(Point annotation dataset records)
-- START --

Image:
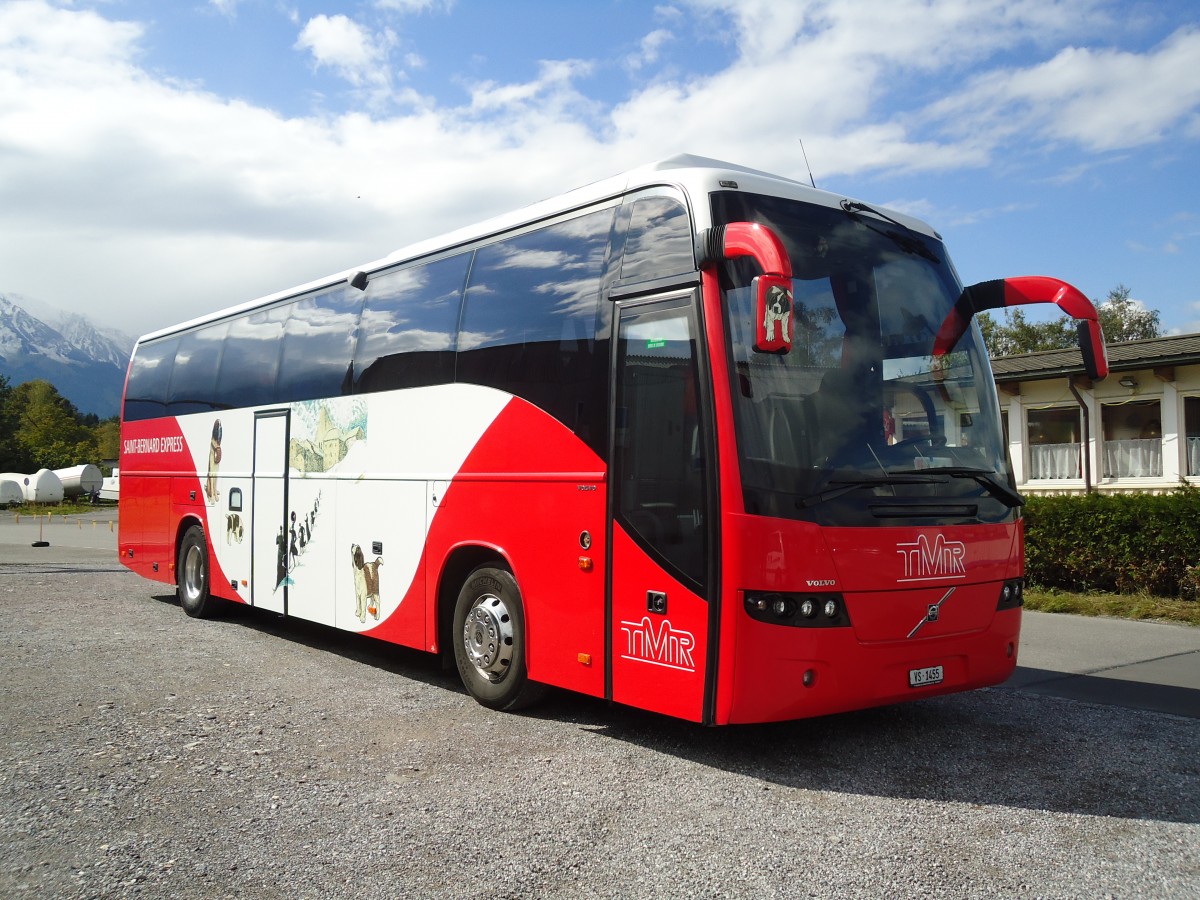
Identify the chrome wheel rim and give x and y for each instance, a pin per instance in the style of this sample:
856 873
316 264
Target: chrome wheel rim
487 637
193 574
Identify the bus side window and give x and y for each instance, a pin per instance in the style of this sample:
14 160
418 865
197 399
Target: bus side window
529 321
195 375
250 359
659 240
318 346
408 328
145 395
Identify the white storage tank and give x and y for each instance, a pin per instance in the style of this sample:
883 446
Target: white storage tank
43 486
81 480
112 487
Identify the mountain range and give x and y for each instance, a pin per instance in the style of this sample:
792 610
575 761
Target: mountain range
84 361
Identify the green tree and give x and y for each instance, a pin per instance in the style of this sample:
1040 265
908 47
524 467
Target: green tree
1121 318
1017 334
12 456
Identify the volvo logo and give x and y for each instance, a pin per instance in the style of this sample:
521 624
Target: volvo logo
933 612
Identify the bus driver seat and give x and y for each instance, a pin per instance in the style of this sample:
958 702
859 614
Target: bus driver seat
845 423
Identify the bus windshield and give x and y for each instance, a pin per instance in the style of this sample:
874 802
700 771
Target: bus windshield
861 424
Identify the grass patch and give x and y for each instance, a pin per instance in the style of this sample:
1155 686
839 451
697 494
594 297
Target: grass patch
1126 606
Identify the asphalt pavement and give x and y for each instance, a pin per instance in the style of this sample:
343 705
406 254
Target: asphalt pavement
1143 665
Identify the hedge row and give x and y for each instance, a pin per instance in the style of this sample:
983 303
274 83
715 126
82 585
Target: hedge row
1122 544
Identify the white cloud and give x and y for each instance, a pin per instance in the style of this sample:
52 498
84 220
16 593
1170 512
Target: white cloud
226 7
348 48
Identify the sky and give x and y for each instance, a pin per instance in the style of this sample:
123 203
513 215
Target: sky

-- END --

Prompt: Reproduce the material verbatim, starting with the line that contains "Identify the bus windshield" and continuing through the end of the material.

Response to the exercise:
Identify the bus windshield and give x and y for each instance, a pin per instance in the style of this sample:
874 802
700 771
Target: bus windshield
861 424
Identify the grass patch and give x and y for each instance, a pin per instance in the style of this sample:
1155 686
839 451
697 494
594 297
Target: grass patch
1126 606
Identify the asphalt pavement and give x and y for each instance, a pin per instance in the style of this sample:
343 705
406 254
Target: asphalt pavement
1143 665
Identify the hedge row and give x and y for each instance, a pin per instance in the style of this sample:
983 303
274 83
715 126
82 585
Target: hedge row
1122 544
Identify the white cloud and give x and y for each instance, a pin per instance in the style of this sample:
52 498
84 220
16 593
1170 512
Target: white cloud
226 7
348 48
Identify the sky and give x and y for each instance, a pin per instance in the style of this sample:
123 203
513 215
Target: sky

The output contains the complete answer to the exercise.